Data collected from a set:

================================

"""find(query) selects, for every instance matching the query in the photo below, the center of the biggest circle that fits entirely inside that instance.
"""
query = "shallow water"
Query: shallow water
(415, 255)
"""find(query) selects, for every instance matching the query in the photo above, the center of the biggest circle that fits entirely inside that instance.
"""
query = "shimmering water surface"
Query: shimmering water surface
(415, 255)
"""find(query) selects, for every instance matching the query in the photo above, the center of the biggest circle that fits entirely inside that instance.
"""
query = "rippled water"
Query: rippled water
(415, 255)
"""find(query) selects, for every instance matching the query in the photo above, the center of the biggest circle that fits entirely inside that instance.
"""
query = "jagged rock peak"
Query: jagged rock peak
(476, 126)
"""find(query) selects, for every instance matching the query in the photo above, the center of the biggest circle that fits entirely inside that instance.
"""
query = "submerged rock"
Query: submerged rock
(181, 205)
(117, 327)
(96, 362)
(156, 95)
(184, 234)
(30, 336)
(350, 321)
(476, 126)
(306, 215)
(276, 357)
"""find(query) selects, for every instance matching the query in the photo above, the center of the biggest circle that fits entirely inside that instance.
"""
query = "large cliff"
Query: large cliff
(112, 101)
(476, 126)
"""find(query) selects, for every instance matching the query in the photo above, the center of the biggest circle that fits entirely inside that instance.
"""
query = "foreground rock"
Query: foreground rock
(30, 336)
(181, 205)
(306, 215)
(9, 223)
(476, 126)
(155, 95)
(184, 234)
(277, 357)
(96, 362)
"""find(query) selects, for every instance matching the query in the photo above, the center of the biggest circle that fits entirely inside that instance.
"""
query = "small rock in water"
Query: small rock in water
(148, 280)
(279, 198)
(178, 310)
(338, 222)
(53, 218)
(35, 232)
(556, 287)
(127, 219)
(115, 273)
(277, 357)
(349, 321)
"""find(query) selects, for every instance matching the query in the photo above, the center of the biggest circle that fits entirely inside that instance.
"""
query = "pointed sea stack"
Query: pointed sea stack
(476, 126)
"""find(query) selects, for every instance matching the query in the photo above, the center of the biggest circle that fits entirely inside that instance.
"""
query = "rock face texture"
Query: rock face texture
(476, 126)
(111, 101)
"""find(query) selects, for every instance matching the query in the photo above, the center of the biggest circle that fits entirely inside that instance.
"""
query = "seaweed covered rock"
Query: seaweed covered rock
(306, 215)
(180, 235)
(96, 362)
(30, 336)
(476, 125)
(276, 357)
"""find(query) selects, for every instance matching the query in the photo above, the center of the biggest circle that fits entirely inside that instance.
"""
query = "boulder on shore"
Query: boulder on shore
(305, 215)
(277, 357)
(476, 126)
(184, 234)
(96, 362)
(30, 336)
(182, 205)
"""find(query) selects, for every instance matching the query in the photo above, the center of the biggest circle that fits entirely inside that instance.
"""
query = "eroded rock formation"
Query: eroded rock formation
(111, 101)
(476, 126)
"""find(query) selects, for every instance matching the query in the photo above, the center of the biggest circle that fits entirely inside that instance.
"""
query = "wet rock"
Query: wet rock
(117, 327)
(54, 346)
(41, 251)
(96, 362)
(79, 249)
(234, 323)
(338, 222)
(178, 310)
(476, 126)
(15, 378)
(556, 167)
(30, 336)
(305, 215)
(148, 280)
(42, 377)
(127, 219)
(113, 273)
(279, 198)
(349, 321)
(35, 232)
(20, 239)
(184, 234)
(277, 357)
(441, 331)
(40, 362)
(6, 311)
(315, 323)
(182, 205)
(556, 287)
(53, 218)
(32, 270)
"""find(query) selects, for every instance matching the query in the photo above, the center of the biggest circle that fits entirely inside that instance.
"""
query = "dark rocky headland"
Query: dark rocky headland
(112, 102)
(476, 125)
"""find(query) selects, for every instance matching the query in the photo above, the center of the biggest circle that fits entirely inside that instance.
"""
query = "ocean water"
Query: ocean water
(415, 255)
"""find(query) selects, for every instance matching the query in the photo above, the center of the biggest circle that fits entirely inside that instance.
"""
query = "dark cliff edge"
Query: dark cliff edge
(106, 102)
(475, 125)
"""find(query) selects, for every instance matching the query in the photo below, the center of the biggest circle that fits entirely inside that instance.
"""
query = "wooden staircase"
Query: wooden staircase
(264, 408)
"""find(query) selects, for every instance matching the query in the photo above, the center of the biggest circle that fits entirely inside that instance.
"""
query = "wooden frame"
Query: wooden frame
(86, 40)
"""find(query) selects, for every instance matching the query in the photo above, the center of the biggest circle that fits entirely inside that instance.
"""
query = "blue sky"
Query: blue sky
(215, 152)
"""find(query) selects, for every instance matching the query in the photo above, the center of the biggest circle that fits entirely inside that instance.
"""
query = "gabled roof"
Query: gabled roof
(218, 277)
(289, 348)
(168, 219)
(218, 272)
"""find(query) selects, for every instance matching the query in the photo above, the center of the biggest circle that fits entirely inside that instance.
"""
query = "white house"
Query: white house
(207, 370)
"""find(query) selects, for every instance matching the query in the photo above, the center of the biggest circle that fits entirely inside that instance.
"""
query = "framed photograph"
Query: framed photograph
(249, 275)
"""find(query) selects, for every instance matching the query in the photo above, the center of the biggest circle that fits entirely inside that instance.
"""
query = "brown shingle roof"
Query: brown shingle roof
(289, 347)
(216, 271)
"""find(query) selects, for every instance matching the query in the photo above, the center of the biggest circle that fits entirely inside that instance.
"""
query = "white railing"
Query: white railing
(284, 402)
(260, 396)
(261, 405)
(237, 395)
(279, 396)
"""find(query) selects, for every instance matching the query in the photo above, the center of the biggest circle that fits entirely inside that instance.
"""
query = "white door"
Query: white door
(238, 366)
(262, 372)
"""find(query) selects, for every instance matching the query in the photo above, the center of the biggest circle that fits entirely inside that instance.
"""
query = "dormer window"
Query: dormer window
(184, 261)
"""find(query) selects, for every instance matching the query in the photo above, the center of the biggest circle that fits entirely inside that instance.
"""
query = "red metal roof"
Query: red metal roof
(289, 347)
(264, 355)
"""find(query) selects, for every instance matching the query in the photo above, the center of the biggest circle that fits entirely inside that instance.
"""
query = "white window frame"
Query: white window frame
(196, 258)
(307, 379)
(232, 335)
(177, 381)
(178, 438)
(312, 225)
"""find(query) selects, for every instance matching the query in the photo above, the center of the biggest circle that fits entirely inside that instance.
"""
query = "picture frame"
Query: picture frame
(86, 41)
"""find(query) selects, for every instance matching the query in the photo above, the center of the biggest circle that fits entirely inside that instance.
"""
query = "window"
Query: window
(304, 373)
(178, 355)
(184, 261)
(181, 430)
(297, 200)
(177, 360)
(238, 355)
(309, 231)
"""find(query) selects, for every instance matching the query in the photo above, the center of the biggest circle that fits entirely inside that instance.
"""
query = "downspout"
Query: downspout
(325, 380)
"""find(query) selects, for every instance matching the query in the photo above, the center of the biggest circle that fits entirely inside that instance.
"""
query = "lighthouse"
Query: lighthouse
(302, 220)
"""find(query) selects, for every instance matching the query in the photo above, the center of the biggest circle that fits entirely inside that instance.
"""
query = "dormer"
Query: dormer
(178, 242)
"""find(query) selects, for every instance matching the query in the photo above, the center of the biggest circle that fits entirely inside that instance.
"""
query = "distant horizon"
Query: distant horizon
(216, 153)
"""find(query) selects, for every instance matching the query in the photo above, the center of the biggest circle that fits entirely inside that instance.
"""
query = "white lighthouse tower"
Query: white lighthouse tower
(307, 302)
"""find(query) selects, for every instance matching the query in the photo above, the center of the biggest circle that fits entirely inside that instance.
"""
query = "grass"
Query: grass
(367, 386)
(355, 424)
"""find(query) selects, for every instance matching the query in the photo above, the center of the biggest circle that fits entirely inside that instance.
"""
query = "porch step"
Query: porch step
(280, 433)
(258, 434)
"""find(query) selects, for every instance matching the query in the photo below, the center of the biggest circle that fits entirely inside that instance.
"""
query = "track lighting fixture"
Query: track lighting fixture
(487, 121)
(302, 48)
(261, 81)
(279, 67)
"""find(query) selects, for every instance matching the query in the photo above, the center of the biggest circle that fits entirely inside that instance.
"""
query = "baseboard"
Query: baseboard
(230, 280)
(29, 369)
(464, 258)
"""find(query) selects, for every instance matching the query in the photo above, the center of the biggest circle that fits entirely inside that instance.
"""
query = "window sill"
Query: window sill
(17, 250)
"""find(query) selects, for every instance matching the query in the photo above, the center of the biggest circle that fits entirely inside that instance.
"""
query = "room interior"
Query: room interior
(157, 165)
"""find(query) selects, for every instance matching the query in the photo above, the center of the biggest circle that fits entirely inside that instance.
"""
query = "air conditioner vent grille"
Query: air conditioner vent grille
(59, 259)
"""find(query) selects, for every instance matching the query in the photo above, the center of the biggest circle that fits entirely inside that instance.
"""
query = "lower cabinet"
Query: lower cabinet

================================

Collect every line of the material above that contains the string "white".

query = "white house"
Query: white house
query = "white railing"
Query: white railing
query = "white door"
Query: white door
query = "white window frame"
Query: white window frame
query = "white lighthouse tower"
Query: white lighthouse tower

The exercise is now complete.